Warning: This is a long article, so you can take breaks while reading it, as it covers different sections:
- Introduction to Misho (AudioAntiquary) and the Altecs, his background owning Altecs, Bionor, WE 16a, etc
- Compares of his electronics against Audio Note Neiro 2a3, Allnic Phono, and comments from users who own it with Kondo and CJ GAt II
- Tour of various other Altecs and VOTTs in EU
- My own decision to go with dual woofer FLHs
On whatsbestforum, audioshark and on Facebook, I was hearing a lot of buzz around an artisan designer named Misho Mironov, an Ukrainian operating out of Bulgaria. Under the brand name audio antiquary, he was designing a wooden 3.5 watts single ended pentode amp, a wooden tube preamp, and a wooden phono (26db MM with SUT).
This is what Paul Yoo had to say about the power amp which es86 and el12 valves: “The Wooden project has no tube sound. I know I know its hard to believe it and describe it. They add nothing to the sound. Huge 3 dimensional sound. The separation is just unreal. Extraordinary sound. My Kondo has bit more fuller and warmer presentation so its bit different but I would ranking the Wooden project equal to Kondo. ” Joeinid on audioshark had the following to say about the preamp with the C3M tube “It has a very natural, open and lively sound with superb vocals. It has layering and depth equal to or better than my CJ GAT2. “
Given each of the phono, preamp, and poweramp was 4k Euro or thereabouts, that was quite a statement.
Stefan Bertoncello wrote https://twogoodears.blogspot.com/2018/07/misho-myronovs-woodenamp-landed-at-my.html?m=1
Recently the same report was on Mono and stereo https://www.monoandstereo.com/2018/07/misho-myronov-tube-woodenamp.html
I had also received feedback from some of his clients, one of them Andy Moore from Australia, who was using the Rullit Atelier single driver DIY speakers. Chatting with Misho, I realized that he also was into Altecs, and I had Altec investigation on my backlog for a while. I immediately hopped on a plane and flew over to Bulgaria to meet Misho and his partner, Yannislav.
Misho had previously been into Tannoys, and had also built himself a Bionor and owned a WE 16a
Eventually he had moved to Altecs, and at Yannislav’s place they had built an Altec 817, which has a bass cabinet approx. 1x1x1 meters, housing two 15 inch drivers. On top was the Altec mid-high frequency driver, with Markus Klug’s wooden multicell replicas of altecs.
Altec Background: As a background, there are various Altec models as the co. was formed mid 20th century. Altec split into JBL which morphed into TAD. Altec horns, like western electrics, were made to address large theatre audiences on low wattage valve amps, which were the only ones available in those times. Altec, like vitavox, uses multicell horns for its mid-high frequencies, and the originals were made of metal. Markus Klug’s wooden replicas have recently gained fame, and are much preferred to the originals. I will link to this article my visit to Markus, who also uses Altecs with Misho’s electronics.

Short task:
In the article about Misho Mironov's audio electronics, what are the approximate dimensions of the Altec 817's bass cabinet, and what does it house?

Given material:

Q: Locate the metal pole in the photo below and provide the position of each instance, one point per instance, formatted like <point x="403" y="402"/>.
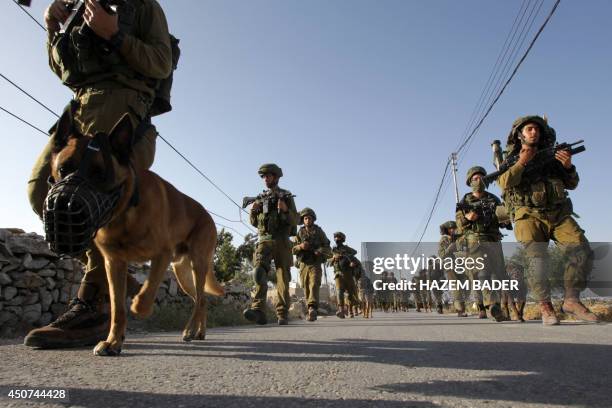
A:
<point x="454" y="169"/>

Problem solution:
About 1x1x1 meters, housing two 15-inch drivers.